Problem: According to the article on testing in staging and production environments, at what point should testing stop if the client says the app's payment system should not be tested?

Document segment:
Oct 27, 2015 • 4 min read

Testing in production and staging environments is the same basic activity – but you must know that different environments require different approaches.

Testing in production and staging environments is the same basic activity – you check the functionalities of the app, click all around it, and report anything that breaks. However, the different environments require different approaches.

Staging testing strategy

In staging, you should be like a shepherd starting a stampede on a minefield.

Staging is an environment used and seen only by the client and the development team (developers, QAs, and the PM). Here, your mantra should be “Move fast and break things”. Try to blow up anything and everything that you can. Don’t be subtle or fancy – staging doesn’t need believable user names, and other members of your team don’t mind lorem ipsum and other gibberish as content. You can use the time you save for more in-depth testing.

That said, the client is usually able to see the staging, so you probably don't want to add content that's offensive or obscene.

Production testing strategy

In production, you should be like a ninja – fast, subtle, and stealthy.

Production is seen by clients, and also, possibly, by beta testers or outside users. If you break something here, the whole world will be able to see it, so the reputations of both the company and the client are at stake.

How to do production tests well

When testing in production environment, you can't go wrong with these tips:

  • Consult functional notes! They should contain some crucial info on production testing.
  • Pay more attention than usual to what you do – you don’t want to, say, delete an article that someone was writing for hours, or to mess with the client’s finances. The greater the consequences of breaking stuff, the more careful you should be.
  • When in doubt, ask the team and other QAs (first) or the client (second).
  • Sometimes you need to develop a testing strategy together with the clients. For instance, if there’s a payment system in the app - ask the client if it should be tested. If so, then you need to be provided with appropriate credentials. If not, you should stop testing at choosing the payment method.
  • Clean up after yourself – add content, see if it works, and then delete it ASAP. Remove accounts and comments. Leave no trace.
  • Whenever the results of your tests may be seen by outside users, masquerade as a normal user – don’t pick the username TESTER, don’t write lorem ipsum posts, and don’t write in another language on an English-language website.

[Entries for bounding box labeling]
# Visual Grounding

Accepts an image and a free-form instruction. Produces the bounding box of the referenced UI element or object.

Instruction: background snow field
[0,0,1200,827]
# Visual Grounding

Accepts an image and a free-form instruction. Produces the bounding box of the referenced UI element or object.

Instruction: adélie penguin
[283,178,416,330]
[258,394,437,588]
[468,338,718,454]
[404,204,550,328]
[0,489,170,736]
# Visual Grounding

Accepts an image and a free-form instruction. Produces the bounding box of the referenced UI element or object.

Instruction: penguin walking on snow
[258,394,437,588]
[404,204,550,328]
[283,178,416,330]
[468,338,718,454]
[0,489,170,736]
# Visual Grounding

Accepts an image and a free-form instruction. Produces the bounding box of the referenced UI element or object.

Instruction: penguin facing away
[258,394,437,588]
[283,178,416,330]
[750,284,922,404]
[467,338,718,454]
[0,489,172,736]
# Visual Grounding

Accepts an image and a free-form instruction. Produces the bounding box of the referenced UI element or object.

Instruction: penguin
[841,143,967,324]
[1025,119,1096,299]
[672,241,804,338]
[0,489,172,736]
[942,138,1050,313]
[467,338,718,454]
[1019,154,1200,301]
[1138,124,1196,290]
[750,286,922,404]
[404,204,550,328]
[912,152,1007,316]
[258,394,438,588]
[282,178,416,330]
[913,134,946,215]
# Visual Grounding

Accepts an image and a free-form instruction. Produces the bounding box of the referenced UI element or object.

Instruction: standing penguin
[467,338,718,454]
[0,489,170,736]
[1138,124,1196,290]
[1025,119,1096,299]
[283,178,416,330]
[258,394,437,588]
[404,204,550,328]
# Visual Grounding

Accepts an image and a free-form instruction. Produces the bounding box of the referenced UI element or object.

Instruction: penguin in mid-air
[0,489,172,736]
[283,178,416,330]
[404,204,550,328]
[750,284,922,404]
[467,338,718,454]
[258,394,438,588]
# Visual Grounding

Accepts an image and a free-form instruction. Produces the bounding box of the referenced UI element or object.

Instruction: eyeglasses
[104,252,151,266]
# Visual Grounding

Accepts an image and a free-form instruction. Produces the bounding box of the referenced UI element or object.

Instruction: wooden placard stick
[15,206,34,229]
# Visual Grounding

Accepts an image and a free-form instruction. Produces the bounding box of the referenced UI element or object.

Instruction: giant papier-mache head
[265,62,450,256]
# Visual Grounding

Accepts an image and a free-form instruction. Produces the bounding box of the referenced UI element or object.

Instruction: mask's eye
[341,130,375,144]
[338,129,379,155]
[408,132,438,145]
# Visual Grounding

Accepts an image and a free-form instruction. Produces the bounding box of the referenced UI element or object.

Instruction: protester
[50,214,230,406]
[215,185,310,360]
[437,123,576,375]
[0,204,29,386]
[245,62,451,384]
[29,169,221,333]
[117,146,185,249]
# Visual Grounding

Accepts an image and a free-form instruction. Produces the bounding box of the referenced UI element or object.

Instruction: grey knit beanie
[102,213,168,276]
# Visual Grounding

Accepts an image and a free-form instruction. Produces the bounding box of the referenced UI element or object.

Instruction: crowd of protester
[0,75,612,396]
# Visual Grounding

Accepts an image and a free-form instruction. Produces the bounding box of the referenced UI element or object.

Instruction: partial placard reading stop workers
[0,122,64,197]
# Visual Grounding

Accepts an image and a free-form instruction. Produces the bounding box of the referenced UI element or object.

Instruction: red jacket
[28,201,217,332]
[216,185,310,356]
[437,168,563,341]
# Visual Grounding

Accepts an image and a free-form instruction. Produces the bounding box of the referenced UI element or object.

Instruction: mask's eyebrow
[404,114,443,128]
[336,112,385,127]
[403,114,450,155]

Final answer: Testing should stop at choosing the payment method.